Given passage ->
# # # # #
An individually tailored exercise programme delivered at home can prevent falls. The programme can be delivered safely by a district nurse and is suitable for both men and women. Academic researchers are sometimes perceived as being remote from the day to day realities of delivering health care, and the results of research do not always reach those who could benefit.
16 Our trial is an example of effective collaboration between researchers, public health professionals, and administrators, resulting in health benefits to elderly people in the community.
Subgroup analysis showed that the programme was effective in those aged 80 years and older but not in those aged 75 to 79 years. Although our trial was not designed to test this, the finding is consistent with our previous finding that falls were not reduced by the exercise programme in a sample of women and men aged 65 years and older who were taking psychotropic drugs.
17 The programme may be more effective in frailer, elderly people than younger, fitter people because the exercises increase strength and balance above the critical threshold necessary for stability.
# # # # #
What you will do ->
• a. From the fall-prevention passage, write out word for word the part beginning at the words "16 Our trial" and stopping after "in the community.".
• b. According to the fall-prevention passage, in which age group did the subgroup analysis show the programme to be effective?
• c. Extend the fall-prevention passage by writing what comes after its final sentence.
The items are separate from the passage on the home exercise programme for preventing falls.

Supplied records ->
# # # # #
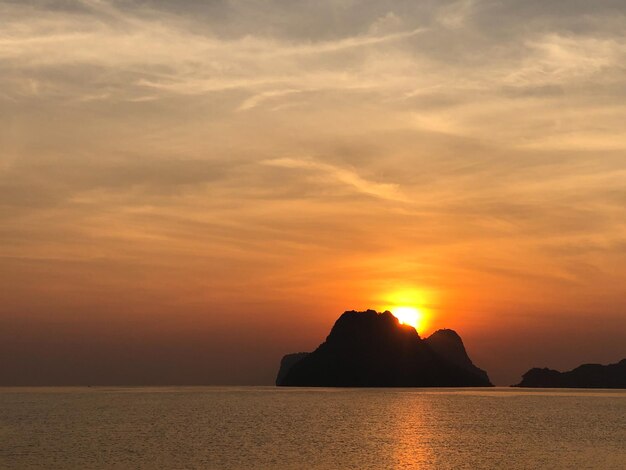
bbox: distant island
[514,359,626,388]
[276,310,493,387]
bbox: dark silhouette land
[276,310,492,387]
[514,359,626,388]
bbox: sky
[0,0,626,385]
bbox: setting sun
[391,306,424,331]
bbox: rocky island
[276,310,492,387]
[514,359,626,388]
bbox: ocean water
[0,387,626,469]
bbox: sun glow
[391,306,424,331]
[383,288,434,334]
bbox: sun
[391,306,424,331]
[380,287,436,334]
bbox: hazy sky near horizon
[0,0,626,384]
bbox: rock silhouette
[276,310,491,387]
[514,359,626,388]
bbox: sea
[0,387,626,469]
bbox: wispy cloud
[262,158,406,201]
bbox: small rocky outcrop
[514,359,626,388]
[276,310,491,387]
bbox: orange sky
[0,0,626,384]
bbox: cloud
# # # # #
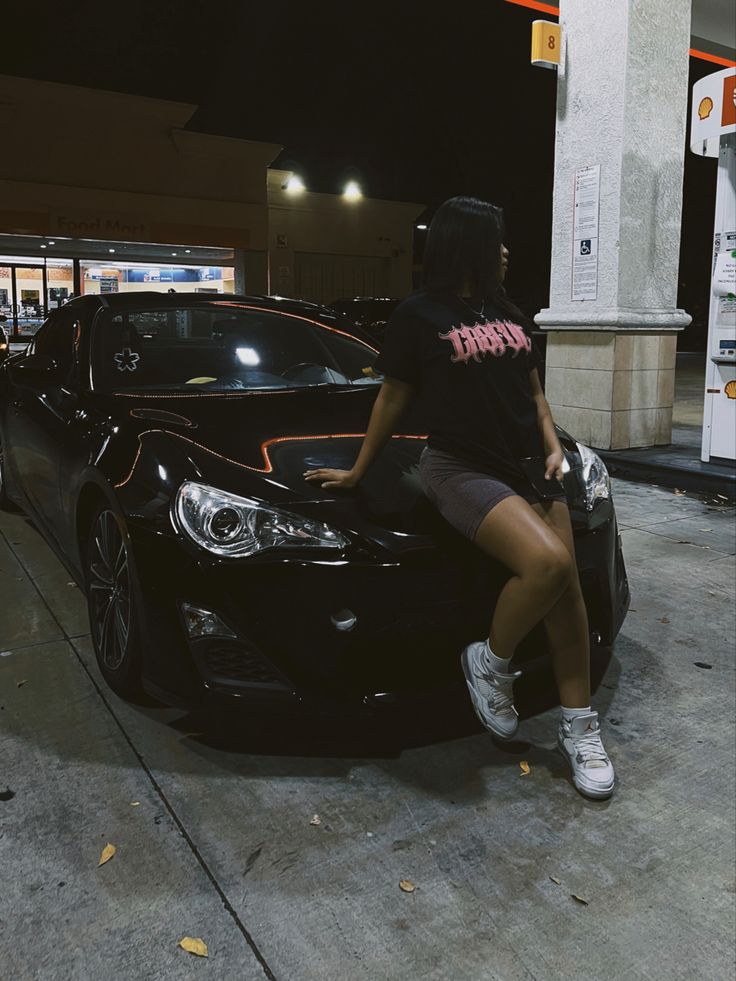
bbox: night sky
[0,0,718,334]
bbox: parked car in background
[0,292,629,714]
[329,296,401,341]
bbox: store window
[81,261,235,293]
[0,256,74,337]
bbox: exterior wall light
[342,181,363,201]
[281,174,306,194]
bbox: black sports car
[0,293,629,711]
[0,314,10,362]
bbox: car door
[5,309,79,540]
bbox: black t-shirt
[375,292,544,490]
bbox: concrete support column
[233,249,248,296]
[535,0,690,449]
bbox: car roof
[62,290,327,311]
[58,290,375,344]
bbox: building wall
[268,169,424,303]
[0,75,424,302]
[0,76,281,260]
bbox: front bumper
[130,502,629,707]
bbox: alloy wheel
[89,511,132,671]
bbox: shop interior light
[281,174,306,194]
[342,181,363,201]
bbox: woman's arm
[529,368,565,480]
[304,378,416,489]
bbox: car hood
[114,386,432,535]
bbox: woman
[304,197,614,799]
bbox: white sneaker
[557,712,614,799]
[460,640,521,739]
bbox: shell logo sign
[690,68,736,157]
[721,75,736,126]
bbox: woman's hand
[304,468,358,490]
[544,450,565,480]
# # # # #
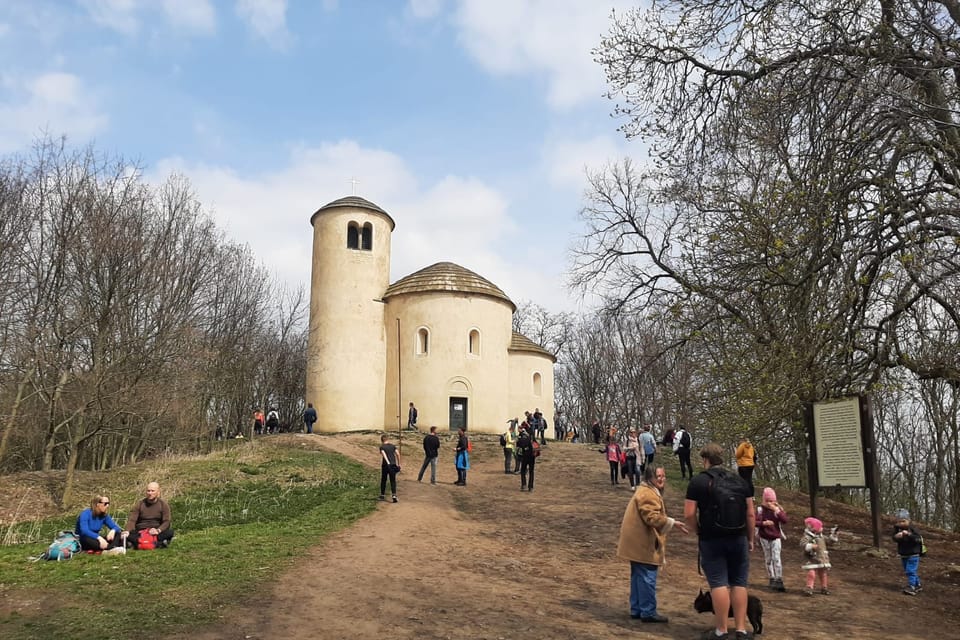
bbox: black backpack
# # # # #
List of answers ->
• a.
16 Our trial is an example of effective collaboration between researchers, public health professionals, and administrators, resulting in health benefits to elderly people in the community.

• b. Those aged 80 years and older.

• c.
As with all age groups only a proportion will be prepared to join an exercise programme, but as shown by the characteristics at trial entry, the participants represented a general population of this age group. Follow up was good, although more people withdrew from the control than exercise group. This may have biased the results against effectiveness because those who withdrew were at a higher risk of falling.
The exercise group had the same number of moderate injuries but fewer serious injuries as a result of a fall than the control group. Injuries resulting in hospital admissions are costly, and reducing injuries such as fractures and lacerations in our trial resulted in cost savings.
We used hospital admission costs as a result of a fall injury as our estimate of the consequences of the exercise programme. We found the same number of moderate injuries resulting from falls in both groups. We also knew from an earlier study that the remaining medical and personal costs resulting from falls account for only 10% of the total healthcare costs for falls.
We estimated the cost of implementing the exercise programme to serve as a guide for the cost of replicating the programme in the future. Costs may well differ in a different setting or be influenced by the reporting expectations of those who fund the programme, by the efficiency and experience level of the instructor, and by the age group enrolled. For example, some of the costs of implementing the programme would not be incurred if the programme was run in one urban area (see table for the same centre scenario).
Comparison with other interventions for preventing falls
Effectiveness Implementing this single intervention proved as or more effective in reducing falls than other successful community based programmes reported in the literature.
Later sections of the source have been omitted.